What you should do: Below is some data. Retype exactly the lines starting at the one with "Target: cabin window" and ending at the one with "Target: bare deciduous tree".

Exercise data: Begin

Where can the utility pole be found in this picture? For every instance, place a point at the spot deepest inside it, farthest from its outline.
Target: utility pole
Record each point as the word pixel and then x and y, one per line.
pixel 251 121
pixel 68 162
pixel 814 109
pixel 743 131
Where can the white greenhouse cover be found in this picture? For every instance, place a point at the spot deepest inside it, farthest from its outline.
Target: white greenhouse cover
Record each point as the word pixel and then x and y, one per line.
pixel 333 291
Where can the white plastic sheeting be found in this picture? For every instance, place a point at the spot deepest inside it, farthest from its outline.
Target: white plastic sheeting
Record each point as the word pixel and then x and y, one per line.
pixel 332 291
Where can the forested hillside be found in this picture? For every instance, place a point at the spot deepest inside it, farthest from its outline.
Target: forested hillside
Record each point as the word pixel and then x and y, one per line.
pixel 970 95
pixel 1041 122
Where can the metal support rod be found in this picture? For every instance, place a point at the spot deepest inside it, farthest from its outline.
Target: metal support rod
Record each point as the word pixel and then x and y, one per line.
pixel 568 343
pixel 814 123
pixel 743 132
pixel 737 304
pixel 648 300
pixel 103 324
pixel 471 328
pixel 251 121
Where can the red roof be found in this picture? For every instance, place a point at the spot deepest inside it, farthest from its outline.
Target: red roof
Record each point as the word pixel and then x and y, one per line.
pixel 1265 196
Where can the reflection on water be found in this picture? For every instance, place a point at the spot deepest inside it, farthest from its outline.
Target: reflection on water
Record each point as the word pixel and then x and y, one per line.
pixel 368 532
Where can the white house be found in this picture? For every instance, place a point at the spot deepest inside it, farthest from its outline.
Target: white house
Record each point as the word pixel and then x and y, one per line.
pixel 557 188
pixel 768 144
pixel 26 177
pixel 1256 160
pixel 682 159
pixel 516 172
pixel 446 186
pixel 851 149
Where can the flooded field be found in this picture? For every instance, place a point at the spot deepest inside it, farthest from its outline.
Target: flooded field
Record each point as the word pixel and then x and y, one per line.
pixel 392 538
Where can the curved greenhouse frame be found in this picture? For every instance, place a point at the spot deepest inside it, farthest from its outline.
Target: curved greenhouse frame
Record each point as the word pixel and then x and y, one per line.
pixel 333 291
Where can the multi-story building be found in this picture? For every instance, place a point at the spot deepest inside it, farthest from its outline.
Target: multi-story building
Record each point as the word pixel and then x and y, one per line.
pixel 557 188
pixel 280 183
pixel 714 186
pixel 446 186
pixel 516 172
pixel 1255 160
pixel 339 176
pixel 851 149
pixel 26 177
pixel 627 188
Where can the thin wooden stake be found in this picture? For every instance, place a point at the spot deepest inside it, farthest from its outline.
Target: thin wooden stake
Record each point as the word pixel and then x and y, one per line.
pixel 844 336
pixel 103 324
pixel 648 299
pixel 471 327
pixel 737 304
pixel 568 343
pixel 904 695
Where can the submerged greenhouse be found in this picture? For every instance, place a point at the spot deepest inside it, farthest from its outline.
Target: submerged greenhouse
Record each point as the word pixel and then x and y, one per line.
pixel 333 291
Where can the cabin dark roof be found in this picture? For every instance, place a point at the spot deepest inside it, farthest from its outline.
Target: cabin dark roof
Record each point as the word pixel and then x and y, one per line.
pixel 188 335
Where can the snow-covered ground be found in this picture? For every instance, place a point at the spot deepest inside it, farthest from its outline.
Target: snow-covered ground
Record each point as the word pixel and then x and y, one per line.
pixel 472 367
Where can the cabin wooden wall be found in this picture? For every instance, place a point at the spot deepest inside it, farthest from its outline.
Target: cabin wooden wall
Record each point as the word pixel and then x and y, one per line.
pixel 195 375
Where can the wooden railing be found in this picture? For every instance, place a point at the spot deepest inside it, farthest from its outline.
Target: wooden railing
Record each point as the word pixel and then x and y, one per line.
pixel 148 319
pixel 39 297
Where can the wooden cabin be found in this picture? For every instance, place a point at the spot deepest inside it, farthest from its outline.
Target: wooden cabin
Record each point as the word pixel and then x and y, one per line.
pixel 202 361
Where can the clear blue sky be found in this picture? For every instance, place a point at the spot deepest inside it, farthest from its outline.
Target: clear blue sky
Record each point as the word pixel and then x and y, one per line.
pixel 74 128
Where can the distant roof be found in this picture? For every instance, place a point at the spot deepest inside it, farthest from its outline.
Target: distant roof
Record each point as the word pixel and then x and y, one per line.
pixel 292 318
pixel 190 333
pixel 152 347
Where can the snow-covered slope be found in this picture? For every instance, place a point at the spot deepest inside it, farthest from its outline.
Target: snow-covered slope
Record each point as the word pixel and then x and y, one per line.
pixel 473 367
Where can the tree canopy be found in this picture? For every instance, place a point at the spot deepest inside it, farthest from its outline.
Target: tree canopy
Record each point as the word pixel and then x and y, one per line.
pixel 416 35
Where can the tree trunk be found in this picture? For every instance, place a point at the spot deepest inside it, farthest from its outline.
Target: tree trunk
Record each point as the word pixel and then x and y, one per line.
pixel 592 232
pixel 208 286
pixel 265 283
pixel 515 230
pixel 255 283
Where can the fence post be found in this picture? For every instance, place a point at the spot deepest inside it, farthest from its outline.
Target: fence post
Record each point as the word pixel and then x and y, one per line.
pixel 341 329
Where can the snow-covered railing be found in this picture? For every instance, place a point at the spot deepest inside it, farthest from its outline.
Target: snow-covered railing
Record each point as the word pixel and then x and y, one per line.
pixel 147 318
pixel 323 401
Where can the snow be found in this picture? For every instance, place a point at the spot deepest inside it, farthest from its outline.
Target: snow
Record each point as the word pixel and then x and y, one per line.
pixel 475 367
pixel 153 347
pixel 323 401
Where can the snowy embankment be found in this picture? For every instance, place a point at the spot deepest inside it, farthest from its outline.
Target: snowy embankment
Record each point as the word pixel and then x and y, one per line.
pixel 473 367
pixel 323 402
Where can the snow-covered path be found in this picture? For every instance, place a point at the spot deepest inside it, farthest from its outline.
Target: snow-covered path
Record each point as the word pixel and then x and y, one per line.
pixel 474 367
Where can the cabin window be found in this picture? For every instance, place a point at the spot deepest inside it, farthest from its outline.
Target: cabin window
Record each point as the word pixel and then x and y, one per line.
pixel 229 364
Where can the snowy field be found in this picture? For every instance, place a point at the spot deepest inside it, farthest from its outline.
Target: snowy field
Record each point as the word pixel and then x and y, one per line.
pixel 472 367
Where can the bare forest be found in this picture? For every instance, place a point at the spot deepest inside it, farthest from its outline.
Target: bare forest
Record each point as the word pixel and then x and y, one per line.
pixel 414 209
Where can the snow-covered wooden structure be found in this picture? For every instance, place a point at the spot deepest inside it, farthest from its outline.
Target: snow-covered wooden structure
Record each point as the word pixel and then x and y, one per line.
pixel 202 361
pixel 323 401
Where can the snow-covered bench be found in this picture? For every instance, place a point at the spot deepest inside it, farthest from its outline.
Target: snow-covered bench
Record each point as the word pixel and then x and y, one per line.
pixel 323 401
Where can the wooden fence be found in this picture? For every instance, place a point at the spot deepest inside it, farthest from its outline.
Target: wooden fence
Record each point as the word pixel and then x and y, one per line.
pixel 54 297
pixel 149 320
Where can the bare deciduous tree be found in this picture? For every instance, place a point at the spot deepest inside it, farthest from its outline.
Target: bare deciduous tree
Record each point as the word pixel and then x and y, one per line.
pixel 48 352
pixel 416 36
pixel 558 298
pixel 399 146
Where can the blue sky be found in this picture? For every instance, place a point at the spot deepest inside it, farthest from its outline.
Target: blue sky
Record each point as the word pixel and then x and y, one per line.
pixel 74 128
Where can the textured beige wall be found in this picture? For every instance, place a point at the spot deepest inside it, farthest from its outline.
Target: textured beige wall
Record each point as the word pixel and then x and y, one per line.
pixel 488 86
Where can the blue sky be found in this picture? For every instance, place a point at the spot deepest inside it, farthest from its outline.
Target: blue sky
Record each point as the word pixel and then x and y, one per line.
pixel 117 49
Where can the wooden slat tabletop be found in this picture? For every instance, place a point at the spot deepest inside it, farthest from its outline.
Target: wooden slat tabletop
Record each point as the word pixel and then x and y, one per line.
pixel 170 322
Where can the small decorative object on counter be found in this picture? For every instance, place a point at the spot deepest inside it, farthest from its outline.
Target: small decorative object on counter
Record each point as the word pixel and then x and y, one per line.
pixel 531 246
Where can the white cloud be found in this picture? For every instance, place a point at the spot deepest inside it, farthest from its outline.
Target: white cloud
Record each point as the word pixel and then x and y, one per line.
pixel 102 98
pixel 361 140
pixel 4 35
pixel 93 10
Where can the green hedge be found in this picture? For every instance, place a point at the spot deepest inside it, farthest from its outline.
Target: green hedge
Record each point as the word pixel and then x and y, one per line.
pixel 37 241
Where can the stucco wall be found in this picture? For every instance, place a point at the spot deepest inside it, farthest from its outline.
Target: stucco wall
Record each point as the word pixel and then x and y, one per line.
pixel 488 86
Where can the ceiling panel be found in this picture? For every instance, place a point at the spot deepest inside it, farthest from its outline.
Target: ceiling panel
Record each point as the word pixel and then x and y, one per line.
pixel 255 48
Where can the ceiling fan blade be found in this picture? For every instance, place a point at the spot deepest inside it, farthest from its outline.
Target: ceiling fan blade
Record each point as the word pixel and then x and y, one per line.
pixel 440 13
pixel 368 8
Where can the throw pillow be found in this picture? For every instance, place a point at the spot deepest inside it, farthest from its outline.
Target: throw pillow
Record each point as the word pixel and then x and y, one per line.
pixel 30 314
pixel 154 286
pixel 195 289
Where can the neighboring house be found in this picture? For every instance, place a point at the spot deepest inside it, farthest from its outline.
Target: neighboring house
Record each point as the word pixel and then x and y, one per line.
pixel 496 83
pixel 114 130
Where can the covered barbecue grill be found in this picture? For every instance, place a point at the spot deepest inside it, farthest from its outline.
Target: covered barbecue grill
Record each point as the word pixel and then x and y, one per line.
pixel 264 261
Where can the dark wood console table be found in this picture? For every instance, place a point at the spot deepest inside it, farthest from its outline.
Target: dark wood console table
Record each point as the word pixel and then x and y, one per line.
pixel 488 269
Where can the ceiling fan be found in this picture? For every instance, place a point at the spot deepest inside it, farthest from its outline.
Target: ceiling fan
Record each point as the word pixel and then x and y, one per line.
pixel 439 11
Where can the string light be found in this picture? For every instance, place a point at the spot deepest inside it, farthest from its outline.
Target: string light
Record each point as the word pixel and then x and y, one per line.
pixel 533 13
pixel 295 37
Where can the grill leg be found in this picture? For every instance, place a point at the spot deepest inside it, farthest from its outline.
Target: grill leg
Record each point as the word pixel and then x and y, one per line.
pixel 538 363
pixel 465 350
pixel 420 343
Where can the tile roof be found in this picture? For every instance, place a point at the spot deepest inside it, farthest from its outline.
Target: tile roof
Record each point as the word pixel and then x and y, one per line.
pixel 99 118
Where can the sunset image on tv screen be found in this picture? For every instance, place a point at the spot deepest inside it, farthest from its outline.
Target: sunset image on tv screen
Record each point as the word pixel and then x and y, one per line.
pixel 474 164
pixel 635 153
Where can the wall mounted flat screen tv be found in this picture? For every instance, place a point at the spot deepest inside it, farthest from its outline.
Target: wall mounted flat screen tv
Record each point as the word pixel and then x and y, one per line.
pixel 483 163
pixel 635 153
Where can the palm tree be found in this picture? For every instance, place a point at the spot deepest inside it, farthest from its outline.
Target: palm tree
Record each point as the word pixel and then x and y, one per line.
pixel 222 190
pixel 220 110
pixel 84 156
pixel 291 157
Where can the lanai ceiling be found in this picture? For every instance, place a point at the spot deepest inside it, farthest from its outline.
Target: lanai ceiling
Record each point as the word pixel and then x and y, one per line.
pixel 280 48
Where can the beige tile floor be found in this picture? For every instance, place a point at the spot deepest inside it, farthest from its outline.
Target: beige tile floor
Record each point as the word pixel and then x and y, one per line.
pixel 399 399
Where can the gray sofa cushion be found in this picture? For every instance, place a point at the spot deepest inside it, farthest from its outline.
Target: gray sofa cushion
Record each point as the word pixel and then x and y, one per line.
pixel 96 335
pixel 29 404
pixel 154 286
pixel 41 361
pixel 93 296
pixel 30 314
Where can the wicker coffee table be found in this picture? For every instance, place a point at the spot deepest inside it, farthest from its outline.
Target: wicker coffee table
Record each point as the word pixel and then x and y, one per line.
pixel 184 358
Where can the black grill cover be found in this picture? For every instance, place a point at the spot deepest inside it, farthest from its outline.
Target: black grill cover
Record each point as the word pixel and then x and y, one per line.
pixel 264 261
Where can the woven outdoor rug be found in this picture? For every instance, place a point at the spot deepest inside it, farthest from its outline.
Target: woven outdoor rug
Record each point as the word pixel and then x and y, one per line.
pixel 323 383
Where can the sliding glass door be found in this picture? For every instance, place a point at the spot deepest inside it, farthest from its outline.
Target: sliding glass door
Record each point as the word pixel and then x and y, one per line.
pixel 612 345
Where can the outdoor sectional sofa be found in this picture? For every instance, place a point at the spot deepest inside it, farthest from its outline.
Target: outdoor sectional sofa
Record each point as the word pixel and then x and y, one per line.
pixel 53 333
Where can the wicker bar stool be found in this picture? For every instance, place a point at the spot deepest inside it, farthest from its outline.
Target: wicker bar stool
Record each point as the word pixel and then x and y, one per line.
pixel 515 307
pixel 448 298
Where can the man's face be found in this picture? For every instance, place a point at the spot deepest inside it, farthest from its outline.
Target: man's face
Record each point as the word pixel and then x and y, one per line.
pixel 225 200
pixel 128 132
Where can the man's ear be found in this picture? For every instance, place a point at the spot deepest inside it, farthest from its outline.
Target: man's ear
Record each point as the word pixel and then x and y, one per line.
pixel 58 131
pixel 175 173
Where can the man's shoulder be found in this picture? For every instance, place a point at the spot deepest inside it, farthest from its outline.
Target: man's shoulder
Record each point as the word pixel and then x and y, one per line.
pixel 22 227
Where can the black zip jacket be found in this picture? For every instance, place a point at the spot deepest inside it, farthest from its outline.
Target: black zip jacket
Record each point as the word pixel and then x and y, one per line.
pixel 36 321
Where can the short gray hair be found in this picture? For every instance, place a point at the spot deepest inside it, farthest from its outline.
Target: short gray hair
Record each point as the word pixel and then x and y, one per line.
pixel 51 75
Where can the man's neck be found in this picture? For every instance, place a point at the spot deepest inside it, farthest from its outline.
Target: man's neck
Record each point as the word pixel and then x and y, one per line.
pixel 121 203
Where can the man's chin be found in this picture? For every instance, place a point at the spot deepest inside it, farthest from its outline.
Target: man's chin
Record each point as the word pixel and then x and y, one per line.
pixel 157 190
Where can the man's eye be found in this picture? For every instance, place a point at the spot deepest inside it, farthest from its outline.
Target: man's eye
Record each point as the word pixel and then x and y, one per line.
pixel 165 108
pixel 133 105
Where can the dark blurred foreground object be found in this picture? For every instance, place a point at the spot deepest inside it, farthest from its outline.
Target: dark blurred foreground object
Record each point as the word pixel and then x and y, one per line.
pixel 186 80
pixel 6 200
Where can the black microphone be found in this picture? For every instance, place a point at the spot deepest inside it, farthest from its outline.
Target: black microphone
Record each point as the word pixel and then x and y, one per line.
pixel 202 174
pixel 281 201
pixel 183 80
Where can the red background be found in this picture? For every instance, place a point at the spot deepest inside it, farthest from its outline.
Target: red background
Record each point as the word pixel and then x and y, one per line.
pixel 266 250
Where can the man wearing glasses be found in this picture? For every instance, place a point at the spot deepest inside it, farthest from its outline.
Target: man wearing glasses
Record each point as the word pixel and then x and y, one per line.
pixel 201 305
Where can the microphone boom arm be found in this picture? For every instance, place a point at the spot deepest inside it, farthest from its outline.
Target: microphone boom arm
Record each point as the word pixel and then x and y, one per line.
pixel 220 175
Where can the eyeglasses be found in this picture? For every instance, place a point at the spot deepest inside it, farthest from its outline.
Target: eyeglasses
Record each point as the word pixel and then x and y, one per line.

Exercise data: End

Answer to this exercise:
Target: cabin window
Record each point as the word pixel and then x and y, one per line.
pixel 229 364
Where can the snowy field be found in this picture? For every instance, place a point at the spot deepest inside it, farthest from its outline.
Target: snowy field
Record each point as the word pixel and then x and y, one per line.
pixel 472 367
Where can the bare forest be found in this picture? For every instance, place a point at the spot deepest inside it, farthest from its outline.
Target: bare forest
Record each point as the word pixel and then x and y, one per line.
pixel 414 209
Where can the snow-covered wooden structure be found in this picture? For every instance, place a point at the spot deepest inside it, farthest from its outline.
Target: snow-covered wooden structure
Record each point as the word pixel and then x and y, one per line.
pixel 202 361
pixel 323 401
Where can the snow-covered bench be found in this picture? For every instance, place a point at the spot deepest inside it, farthest from its outline.
Target: snow-covered bench
Record each point as the word pixel and then x and y, one per line.
pixel 323 401
Where can the wooden fence be found in this picture? For every instance, place a point at the spot deepest inside it, farthest from its outline.
Target: wooden fence
Record each point as the word pixel and then x and y, one per line.
pixel 54 297
pixel 149 320
Where can the bare deciduous tree be found in this picture? For every instance, place a point at the spot deepest inside it, farthest from its outline.
Target: bare deciduous tree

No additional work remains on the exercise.